_TEXT BLOCK_
A very recent revision (Zhu, 2005) lumps this and other Asian species with a similar European species, A. pensuliflorus Lam. If this view is accepted, the correct names for the commonly used varieties would be A. penduliflorus subsp. mongholicus var. dahuricus and A. penduliflorus subsp. mongholicus var. mongholicus. However, the concept of A. penduliflorus accepted in that revision seems quite broad, encompassing taxa with significant and consistent morphological differences. It is therefore questionable whether this approach is the most appropriate or most useful.

Astragalus includes perhaps as many as 2500 species, which are widely distributed and morphologically diverse. Infrageneric taxonomy is very complicated, with several subgenera and numerous sections. A. mongholicus is classified in Subg. Phaca, Sect. Cenantrum. Its native range extends from Siberia to China, Mongolia, Korea and Japan.

_DATA EXCERPTS_
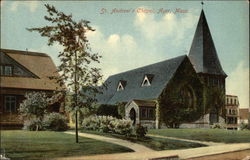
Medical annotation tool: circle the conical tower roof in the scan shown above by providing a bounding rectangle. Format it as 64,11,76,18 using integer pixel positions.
188,10,227,77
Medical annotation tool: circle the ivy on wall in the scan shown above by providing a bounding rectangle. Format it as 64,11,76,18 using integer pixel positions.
158,59,205,128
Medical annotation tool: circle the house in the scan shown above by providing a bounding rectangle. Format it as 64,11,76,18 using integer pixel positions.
238,108,250,124
97,10,227,128
225,95,239,130
0,49,63,126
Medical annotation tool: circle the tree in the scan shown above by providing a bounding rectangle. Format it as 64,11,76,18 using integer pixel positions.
19,92,49,131
28,4,102,143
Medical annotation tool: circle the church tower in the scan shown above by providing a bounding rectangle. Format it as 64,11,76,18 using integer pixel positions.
188,9,227,124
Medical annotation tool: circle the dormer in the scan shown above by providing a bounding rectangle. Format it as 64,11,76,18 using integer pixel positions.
141,74,154,87
116,80,127,91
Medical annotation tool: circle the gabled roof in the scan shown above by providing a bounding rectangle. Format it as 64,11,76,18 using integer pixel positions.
189,10,227,77
0,49,60,90
133,99,156,107
239,108,250,120
97,55,188,104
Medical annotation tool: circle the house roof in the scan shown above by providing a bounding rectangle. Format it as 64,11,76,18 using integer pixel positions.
133,99,156,107
188,10,227,77
239,108,250,119
96,55,188,104
0,49,60,90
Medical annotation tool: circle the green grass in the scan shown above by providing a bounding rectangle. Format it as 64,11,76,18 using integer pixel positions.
81,130,205,151
1,130,132,160
149,129,250,143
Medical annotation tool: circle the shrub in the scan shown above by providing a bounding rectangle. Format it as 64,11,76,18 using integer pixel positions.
210,123,226,129
135,125,148,138
111,119,133,136
23,118,43,131
240,122,250,130
96,104,120,118
43,112,68,131
82,115,132,136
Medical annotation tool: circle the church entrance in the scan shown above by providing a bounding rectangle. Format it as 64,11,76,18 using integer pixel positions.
209,108,219,124
129,108,136,125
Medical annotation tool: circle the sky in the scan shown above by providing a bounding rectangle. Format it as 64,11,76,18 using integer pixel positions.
1,0,249,108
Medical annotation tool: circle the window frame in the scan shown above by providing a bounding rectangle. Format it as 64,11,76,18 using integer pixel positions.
0,64,14,76
4,95,17,113
139,106,156,120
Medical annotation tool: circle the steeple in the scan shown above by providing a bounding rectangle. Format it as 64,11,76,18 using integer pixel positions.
188,9,227,77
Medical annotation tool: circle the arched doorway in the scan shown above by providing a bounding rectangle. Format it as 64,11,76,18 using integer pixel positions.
209,107,219,124
129,108,136,125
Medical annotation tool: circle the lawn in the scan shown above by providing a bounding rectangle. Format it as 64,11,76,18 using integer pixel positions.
1,130,132,160
81,130,205,151
149,129,250,143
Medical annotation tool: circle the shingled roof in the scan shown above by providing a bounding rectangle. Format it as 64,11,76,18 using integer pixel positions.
97,55,188,104
0,49,60,90
189,10,227,77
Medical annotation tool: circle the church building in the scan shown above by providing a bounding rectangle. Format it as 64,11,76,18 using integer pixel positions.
97,10,227,128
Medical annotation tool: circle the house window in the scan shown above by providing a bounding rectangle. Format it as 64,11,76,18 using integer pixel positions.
116,80,127,91
4,96,16,113
141,74,154,87
179,86,194,107
0,65,13,76
140,107,155,120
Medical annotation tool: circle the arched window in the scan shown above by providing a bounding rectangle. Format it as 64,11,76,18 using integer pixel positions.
116,80,127,91
141,74,154,87
179,86,195,108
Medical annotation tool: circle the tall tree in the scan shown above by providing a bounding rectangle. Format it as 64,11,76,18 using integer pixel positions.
28,4,102,143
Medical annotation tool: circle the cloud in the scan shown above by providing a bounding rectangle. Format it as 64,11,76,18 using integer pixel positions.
87,26,161,80
134,7,198,45
10,1,39,12
226,61,249,108
29,44,63,66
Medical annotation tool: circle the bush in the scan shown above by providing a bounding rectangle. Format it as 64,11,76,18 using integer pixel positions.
240,122,250,130
23,118,43,131
135,125,148,138
82,115,132,136
210,123,226,129
96,104,120,118
43,112,68,131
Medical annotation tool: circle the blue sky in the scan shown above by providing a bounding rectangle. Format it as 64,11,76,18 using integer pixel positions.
1,0,249,107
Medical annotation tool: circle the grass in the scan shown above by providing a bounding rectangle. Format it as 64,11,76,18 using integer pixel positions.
81,130,205,151
1,130,132,160
149,129,250,143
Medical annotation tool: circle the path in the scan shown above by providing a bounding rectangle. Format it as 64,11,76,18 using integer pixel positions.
64,132,154,152
147,134,225,146
57,143,250,160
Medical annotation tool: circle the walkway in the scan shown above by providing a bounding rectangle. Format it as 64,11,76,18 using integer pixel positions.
57,143,250,160
147,134,225,146
64,132,154,152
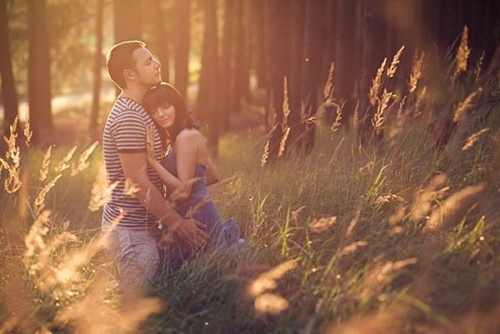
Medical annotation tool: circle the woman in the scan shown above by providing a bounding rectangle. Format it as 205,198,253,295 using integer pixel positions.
143,83,239,267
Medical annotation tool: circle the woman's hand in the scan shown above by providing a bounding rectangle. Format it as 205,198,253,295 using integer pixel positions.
146,125,156,164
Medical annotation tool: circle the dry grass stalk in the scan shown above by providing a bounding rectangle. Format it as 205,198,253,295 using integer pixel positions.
3,116,19,163
281,77,290,132
38,145,52,182
55,275,163,334
389,203,407,226
410,52,425,93
453,26,470,79
23,210,123,299
309,216,337,233
323,301,410,334
474,51,484,82
23,210,51,264
352,100,360,128
372,88,394,135
55,145,76,173
369,58,387,106
330,101,346,132
345,209,361,238
254,292,290,315
339,240,368,258
0,158,22,194
323,62,335,101
35,174,62,214
386,45,405,78
328,137,345,165
424,183,486,231
247,259,298,298
414,86,427,116
397,95,407,118
71,140,99,176
462,128,490,151
23,121,33,147
453,87,483,122
260,139,269,167
360,257,418,298
410,174,448,221
278,126,290,157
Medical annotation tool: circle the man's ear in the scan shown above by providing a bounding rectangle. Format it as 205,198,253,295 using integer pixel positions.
123,69,136,81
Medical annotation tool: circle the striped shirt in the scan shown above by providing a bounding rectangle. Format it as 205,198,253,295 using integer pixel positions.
102,97,163,230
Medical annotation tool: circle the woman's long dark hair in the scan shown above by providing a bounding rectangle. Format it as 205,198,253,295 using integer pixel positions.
142,82,194,143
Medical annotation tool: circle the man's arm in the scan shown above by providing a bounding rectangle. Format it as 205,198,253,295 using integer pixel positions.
118,152,208,247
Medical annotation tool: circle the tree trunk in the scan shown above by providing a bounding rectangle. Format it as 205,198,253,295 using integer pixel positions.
301,0,325,154
251,0,267,88
231,0,249,113
89,0,104,141
329,0,359,124
0,1,19,137
220,0,235,131
152,0,169,82
113,0,142,43
265,0,290,161
197,0,220,155
174,0,191,101
285,0,306,151
28,0,53,142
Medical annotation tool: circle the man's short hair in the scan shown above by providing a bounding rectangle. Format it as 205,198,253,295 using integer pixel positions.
107,41,146,89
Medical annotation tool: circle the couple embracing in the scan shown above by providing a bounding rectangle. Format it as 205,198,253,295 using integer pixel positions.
102,41,239,298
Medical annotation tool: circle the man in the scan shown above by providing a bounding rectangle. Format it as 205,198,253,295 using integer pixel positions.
102,41,208,298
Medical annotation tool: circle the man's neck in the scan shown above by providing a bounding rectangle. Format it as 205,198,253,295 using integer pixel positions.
120,87,147,104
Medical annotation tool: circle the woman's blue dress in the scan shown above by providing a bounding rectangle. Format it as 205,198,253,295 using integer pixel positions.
160,147,240,270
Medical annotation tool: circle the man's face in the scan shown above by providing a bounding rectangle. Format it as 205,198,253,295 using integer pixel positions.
132,48,161,87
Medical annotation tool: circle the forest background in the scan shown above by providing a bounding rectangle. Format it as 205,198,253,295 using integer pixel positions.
0,0,500,333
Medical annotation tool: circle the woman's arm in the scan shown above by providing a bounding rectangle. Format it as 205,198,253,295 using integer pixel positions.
207,159,219,185
175,129,206,198
146,127,184,194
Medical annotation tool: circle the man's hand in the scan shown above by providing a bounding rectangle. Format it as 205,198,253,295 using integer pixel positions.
174,219,208,249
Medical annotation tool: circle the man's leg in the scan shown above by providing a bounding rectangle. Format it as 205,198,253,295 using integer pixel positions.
104,227,159,302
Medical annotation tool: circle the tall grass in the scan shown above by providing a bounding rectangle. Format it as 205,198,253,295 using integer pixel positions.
0,36,500,333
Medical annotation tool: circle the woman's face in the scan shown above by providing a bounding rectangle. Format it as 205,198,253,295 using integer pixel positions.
151,105,175,129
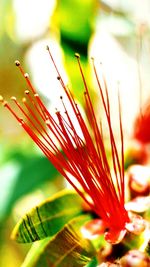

_TASK ITEM_
Continue the passage on the taxonomy of Astragalus mongholicus from the point where it stops.

_RESPONSE AREA_
Description: Perennial herb, to 50 cm tall. Leaves alternate, compound, stipulate, with a terminal leaflet and (5–)7–15(–18) opposite pairs of lateral leaflets; petiole very short to absent; stipules 3–7 mm long, not fused; leaflets 4–18 mm long, elliptical to somewhat oblong, narrowly ovate, obovate or suborbicular; apices rounded, mucronulate; bases rounded; lower surfaces sparsely pubescent. Inflorescences racemose, lateral in leaf axils, borne on peduncles about as long as leaves, lax, 10–15-flowered, 4–5 cm long, elongating to 8–10 cm in fruit; flowers subtended by bracts about as long as pedicels, 2–3 mm long. Calyx campanulate, 5-lobed, 6–9 mm long, nearly glabrous except for teeth. Petals 5, yellow or whitish, bilaterally symmetrical; single standard petal the longest, outermost, reflexed, 13–20 mm long; 2 wing petals slightly shorter than standard petals; 2 lowermost petals fused into a keel, as long as wings or slightly shorter. Stamens 10, 1 separate, 9 in a group with basally fused filaments. Ovary 1-carpellate, borne on a stipe that elongates in fruit. Fruit a legume, extended from calyx on a narrow stipe, 2–2.5(–3.5) cm long, laterally compressed, asymmetrically elliptical, frequently pubescent with short black or white hairs; seeds brown, mottled, ca. 3 mm long.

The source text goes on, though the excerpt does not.